DIRECTIVE A => Condense the paragraph of the authority-file text that begins "Some entries contain alternative identifiers" into a bulleted list that keeps its main facts.

--- Begin PROVIDED TEXT ---

Neither the tokens, nor the descriptions and mapping equivalents in this authority file are meant to provide an accurate representation of all possible symbols, merely a practical classification. To fulfil this purpose, the taxonomy must remain reasonably small, so that the categories do not overlap and can be objectively distinguished from one another. When encoding an edition, it is always acceptable to use a higher-level generic token rather than a lower-level one whose description does not fully match the original symbol. It is likewise acceptable to classify unique or unusual symbols as "unclassified". Details of original glyphs can always be provided in the palaeographic description of the edition.
Some entries contain alternative identifiers and/or alternative names. Alternative identifiers are for preserving compatibility with earlier digital editions. In newly created editions, always use the primary identifier. Alternative names, usually in source languages, are included for completeness' sake and in order to aid encoders in finding the identifiers for symbols that they might call by a source-language name. Alternative names will not be shown in displayed editions.
Visual illustrations are available for some of the entries, showing either a schematic illustration of what a symbol of the given class looks like, or actual instances encountered in our practice. These serve to help encoders assign real-life symbols to classes, and to help end-users visualise the symbols in a digital edition.

--- End PROVIDED TEXT ---
--- Begin SUPPLIED RECORDS ---

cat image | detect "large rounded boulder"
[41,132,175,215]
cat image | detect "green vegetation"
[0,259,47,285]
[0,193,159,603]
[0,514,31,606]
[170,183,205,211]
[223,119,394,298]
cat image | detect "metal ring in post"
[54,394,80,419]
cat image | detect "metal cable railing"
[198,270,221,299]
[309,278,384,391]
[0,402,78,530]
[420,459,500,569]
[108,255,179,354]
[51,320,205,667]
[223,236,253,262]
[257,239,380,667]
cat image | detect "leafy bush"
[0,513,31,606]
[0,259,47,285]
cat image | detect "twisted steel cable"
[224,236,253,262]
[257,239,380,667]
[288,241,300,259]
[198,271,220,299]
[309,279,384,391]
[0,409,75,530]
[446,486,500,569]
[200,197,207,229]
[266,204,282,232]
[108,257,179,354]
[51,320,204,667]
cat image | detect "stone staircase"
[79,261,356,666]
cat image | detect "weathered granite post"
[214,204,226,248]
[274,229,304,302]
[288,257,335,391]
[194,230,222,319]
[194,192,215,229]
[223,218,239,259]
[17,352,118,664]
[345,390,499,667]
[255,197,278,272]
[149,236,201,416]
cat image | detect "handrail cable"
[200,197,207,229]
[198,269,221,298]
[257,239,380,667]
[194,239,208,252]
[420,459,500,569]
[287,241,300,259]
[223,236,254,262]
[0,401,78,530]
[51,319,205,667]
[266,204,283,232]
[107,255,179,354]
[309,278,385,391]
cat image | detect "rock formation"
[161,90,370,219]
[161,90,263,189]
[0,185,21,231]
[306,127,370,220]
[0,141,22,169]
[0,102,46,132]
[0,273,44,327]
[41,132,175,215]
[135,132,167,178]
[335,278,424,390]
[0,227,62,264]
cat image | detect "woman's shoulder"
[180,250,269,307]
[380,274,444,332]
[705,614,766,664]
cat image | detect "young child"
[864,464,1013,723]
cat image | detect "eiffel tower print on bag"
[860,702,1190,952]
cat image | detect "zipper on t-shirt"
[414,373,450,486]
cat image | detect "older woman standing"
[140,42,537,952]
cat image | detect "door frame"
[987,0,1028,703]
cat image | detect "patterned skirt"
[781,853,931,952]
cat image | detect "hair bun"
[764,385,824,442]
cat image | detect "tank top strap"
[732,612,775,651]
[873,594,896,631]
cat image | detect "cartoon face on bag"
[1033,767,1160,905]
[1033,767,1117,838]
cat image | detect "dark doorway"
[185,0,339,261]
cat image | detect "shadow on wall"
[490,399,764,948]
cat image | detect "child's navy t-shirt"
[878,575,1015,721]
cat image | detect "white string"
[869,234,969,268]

--- End SUPPLIED RECORDS ---

DIRECTIVE B => Report how many lines in the rows contain the string "post".

TASK SOLUTION A =>
- Some entries include alternative identifiers, alternative names, or both.
- Alternative identifiers preserve compatibility with earlier digital editions. New editions should always use the primary identifier.
- Alternative names, usually in source languages, are included for completeness. They also help encoders find the identifier for a symbol they know by a source-language name.
- Alternative names are not shown in displayed editions.

TASK SOLUTION B => 2